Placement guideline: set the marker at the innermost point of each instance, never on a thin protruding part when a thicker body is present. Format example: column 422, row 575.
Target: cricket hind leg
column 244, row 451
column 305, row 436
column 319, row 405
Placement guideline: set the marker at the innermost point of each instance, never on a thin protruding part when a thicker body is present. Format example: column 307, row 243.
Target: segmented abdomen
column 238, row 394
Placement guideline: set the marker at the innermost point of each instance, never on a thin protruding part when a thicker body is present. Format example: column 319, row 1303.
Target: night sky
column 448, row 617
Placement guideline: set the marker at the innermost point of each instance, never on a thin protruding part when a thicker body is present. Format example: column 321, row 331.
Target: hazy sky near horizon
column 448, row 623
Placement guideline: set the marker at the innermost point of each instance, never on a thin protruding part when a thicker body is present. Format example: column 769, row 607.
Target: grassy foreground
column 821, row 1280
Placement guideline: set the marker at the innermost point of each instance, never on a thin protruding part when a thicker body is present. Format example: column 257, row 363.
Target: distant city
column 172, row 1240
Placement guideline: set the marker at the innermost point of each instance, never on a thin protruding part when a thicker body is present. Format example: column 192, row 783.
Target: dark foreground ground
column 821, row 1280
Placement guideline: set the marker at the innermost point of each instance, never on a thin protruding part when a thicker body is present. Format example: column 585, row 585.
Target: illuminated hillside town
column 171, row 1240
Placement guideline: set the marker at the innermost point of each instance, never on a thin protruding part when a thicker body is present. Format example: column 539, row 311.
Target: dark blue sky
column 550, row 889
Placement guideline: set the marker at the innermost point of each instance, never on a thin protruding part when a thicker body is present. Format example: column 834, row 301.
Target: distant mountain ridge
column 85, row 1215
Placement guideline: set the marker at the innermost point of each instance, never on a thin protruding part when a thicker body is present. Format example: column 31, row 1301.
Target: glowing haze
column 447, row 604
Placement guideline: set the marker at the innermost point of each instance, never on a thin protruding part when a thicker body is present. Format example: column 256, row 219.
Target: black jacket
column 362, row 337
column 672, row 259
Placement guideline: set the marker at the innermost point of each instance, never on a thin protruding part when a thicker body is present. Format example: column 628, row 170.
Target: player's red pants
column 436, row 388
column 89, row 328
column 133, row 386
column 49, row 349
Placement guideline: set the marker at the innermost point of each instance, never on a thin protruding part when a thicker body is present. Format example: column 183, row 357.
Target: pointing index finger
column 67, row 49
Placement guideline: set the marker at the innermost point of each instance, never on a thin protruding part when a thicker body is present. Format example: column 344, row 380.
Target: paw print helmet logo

What is needed:
Copy every row above verbatim.

Result:
Placement guideline: set the marker at the innermost point of each instance, never on a thin protruding part when a thicker body is present. Format example: column 422, row 575.
Target: cricket hind leg
column 244, row 451
column 305, row 436
column 319, row 405
Placement guideline: set the marker at the innermost point of each instance, never on a thin protruding part when a thicker body is present. Format example: column 307, row 243.
Target: segmented abdomen
column 238, row 394
Placement guideline: set the marker at the innermost point of each instance, never on a thin protruding part when a thicker body is present. Format example: column 319, row 1303.
Target: night sky
column 448, row 617
Placement guideline: set the marker at the innermost point of each instance, never on a thin protruding part when a thicker body is present. Format example: column 321, row 331.
Target: hazy sky near horizon
column 448, row 623
Placement guideline: set the marker at the innermost point of each instance, never on a thin protruding part when a thicker body is present. Format example: column 769, row 607.
Target: grassy foreground
column 821, row 1280
Placement guideline: set the marker at the innermost point of each instance, never on a thin protruding part when a thicker body is present. Format example: column 257, row 363.
Target: distant city
column 172, row 1240
Placement guideline: set the marker at the innermost point of each instance, never on a thin protruding part when a thicker body is present. Format example: column 192, row 783.
Target: dark foreground ground
column 821, row 1280
Placement guideline: set the marker at the innermost point of each instance, never on a thin protruding part when a thicker body is present. Format example: column 585, row 585.
Target: illuminated hillside town
column 171, row 1240
Placement guideline: set the marker at the innermost point of each instance, never on a thin protruding part when a thicker body is present. Format example: column 539, row 311.
Target: dark blue sky
column 550, row 889
Placement guideline: set the marker at the innermost point of each instance, never on a thin protruding part when a thicker body is present. Format example: column 834, row 301.
Target: distant mountain ridge
column 85, row 1215
Placement guideline: set the marker at the innermost point of each instance, never on a thin protruding part when a thicker body is present. Format example: column 31, row 1301.
Target: glowing haze
column 447, row 604
Placement guideline: set the marker at the innermost point of each instance, never on a thin protruding part when a thicker body is present. Format example: column 256, row 219.
Target: black jacket
column 362, row 337
column 672, row 259
Placement guideline: set the marker at the innermost point of each instance, never on a thin protruding part when a thicker body is present. Format example: column 628, row 170.
Target: player's red pants
column 436, row 388
column 89, row 328
column 133, row 386
column 49, row 349
Placement guideline: set the marker at the innermost point of each instance, never on a thin protruding part when a thicker body is present. Format example: column 183, row 357.
Target: pointing index finger
column 67, row 49
Placement guideline: set the marker at the innermost point of each instance, never on a thin protruding part when a thicker body is present. Format example: column 344, row 380.
Target: paw print helmet logo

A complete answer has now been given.